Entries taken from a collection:
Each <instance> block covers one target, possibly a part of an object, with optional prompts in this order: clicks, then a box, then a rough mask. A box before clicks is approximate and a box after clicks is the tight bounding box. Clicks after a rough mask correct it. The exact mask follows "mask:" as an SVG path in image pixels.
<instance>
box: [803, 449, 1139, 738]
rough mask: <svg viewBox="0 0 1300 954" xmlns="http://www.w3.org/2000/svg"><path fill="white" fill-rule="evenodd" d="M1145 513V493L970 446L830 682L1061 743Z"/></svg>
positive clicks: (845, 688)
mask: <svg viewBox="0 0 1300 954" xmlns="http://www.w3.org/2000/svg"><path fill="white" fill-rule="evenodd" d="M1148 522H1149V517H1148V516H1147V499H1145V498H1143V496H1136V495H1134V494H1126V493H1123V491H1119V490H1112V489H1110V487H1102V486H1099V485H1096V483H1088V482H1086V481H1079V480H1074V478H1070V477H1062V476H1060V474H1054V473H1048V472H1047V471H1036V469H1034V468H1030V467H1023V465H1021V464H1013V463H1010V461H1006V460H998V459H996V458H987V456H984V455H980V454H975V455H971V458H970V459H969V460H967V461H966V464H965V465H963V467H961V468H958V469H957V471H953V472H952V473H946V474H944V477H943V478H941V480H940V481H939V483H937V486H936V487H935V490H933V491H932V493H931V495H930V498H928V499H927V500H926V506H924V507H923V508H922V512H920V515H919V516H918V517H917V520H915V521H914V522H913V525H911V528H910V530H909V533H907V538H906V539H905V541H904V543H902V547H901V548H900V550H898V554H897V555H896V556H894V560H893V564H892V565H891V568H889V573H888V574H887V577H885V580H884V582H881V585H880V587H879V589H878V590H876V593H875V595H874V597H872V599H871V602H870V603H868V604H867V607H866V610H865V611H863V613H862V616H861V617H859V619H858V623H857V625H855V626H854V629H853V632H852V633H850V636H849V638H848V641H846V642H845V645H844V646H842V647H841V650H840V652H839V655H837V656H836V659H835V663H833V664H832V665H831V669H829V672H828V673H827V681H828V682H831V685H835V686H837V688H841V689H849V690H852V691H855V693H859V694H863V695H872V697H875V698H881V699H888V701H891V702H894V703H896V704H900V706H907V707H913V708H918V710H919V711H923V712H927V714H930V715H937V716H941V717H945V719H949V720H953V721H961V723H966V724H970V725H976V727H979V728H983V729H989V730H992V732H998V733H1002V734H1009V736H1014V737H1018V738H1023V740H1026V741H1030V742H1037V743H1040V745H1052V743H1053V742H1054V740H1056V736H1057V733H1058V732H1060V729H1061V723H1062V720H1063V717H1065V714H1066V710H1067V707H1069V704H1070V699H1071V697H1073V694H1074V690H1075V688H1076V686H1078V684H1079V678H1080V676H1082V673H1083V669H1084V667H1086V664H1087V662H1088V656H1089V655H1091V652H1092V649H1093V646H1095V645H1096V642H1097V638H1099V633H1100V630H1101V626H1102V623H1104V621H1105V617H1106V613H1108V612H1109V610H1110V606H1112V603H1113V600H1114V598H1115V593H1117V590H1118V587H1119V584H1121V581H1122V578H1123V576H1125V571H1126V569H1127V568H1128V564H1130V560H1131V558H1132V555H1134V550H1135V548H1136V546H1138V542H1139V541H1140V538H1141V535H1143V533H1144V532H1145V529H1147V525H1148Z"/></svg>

TASK TO CARRY OUT
Copy everything from the start of the listing down to the line containing "box: [803, 449, 1139, 738]", substituting "enclosing rectangle" for "bounding box" and keeping all else unchanged.

REPLY
Each <instance> block covers one target, possibly a part of an object, with optional prompts in this order: clicks, then a box, then a rough mask. A box before clicks is approximate and a box after clicks is the tight enclosing rectangle. Clicks after a rough mask correct it. The exact mask follows "mask:" as an SVG path in image pixels.
<instance>
box: [803, 449, 1139, 738]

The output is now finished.